*JOB:*
List every function called in the formula that the Tableau female life expectancy example tells you to enter.
(TEXT BLOCK)
Example - Explore Female Life Expectancy with Predictive Modeling Functions
This example uses the World Indicators saved data source, which comes with Tableau. We’ll use the MODEL_QUANTILE and MODEL_PERCENTILE predictive modeling functions to explore the relationships between health spending per capita, female life expectancy, birth rate.
Let’s start with a visualization that compares each country’s health spending with its female life expectancy. To follow along and access the pre-built views and dashboards, or to view the solution, download the following workbook from Tableau Public: Predictive Modeling of Female Life Expectancy.
Using MODEL_PERCENTILE
First we’ll evaluate the life expectancy and health expenditures for all visible marks. This will allow Tableau to build a model from those marks and return the percentile for each within the model.
Step 1: Create the prediction calculation
If you also have Tableau Server or Tableau Cloud and you want to do your authoring on the web instead of in Tableau Desktop, publish the workbook to your Tableau server, click Workbooks, select the workbook, then under Actions, choose Edit Workbook.
Once you open the workbook, you'll see that it has several sheets. You'll be using those sheets to build your views.
-
In the starter workbook, click the Percentile Starter sheet.
-
Open the Analysis menu at the top, and then select Create Calculated Field.
-
In the Calculation Editor, do the following:
-
Name the calculation: Percentile Expectancy vs Spending
-
Enter the following formula:
MODEL_PERCENTILE(AVG([Life Expectancy Female]), LOG(MEDIAN([Health Exp/Capita])))
-
Click OK.
The prediction calculation is now added as a calculated field in the Data pane.
This calculation uses average life expectancy as the target expression, and median health expenditure as the predictor. In this case, we used a logarithmic transformation on the health spending axis, as well as for the predictor.
Step 2: Add the prediction calculation to the view
In the viz above, you can see each country's health spending against its female life expectancy, filtered to 2012.
Now, let’s add the MODEL_PERCENTILE calculation to the view and see what insights we can gain.
-
Drag Percentile Expectancy vs Spending to Color on the Marks card.
-
Click the drop-down arrow on the pill and select Compute Using > Country/Region.
(End TEXT BLOCK)
(SUPPLIED MATERIAL)
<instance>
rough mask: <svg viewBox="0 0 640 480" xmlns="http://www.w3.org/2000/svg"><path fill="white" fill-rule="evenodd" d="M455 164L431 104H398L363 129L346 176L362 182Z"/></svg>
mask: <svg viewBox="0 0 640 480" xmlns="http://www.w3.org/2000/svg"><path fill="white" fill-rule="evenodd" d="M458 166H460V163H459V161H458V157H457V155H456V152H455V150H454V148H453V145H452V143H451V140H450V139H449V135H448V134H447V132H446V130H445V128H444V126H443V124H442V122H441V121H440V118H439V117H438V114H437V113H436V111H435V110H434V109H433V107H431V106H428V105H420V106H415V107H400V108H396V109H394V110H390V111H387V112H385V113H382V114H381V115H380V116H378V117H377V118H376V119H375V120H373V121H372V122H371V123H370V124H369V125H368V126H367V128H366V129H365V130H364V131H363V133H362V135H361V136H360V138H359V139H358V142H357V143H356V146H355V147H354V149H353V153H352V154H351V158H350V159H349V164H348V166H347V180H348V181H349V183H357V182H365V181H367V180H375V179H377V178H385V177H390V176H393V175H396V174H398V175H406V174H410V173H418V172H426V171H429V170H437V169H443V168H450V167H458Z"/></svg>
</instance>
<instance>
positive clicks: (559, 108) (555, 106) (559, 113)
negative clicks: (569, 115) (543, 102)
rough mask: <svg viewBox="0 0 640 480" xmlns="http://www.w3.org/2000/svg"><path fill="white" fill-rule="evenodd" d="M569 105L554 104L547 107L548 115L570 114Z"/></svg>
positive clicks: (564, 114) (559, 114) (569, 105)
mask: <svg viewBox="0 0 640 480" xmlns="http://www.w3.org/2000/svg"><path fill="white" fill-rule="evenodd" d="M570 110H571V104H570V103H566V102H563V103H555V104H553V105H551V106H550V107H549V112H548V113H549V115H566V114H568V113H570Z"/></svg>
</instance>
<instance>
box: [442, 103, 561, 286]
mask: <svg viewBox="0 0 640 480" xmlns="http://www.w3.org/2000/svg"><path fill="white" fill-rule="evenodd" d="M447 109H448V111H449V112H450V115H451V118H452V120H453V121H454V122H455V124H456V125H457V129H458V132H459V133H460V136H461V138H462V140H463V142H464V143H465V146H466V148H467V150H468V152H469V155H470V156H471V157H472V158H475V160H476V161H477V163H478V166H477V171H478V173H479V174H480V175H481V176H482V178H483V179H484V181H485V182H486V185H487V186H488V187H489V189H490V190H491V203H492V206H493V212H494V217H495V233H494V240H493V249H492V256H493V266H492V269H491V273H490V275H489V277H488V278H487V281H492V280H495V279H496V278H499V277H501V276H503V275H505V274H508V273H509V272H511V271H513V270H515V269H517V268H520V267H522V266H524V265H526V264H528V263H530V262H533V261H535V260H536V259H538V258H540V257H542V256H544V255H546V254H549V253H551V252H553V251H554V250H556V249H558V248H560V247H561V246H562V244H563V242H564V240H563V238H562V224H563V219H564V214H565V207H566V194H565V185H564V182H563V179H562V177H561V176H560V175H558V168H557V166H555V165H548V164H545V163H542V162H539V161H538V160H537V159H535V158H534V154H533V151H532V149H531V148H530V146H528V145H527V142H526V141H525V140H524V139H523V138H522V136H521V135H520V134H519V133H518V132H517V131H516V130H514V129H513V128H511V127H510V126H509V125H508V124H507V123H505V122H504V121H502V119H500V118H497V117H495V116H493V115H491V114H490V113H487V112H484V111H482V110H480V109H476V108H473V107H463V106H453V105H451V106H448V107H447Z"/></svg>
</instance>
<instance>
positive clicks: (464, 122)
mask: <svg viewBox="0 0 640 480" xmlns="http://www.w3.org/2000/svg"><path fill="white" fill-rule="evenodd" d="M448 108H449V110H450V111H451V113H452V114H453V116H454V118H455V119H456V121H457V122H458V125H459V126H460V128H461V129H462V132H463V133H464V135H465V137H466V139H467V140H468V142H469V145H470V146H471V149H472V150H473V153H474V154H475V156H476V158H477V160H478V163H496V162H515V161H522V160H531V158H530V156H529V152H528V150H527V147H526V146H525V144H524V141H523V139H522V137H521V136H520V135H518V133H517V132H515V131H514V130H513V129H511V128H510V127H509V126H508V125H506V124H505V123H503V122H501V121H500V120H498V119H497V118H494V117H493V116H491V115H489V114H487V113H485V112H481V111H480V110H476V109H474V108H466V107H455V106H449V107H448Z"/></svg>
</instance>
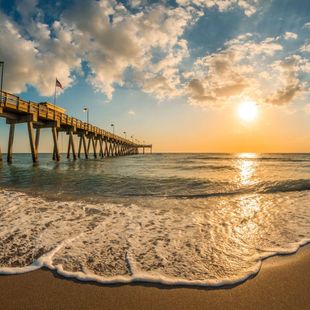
(End SUPPLIED MATERIAL)
*RESPONSE TO THE TASK:*
MODEL_PERCENTILE, AVG, LOG, MEDIAN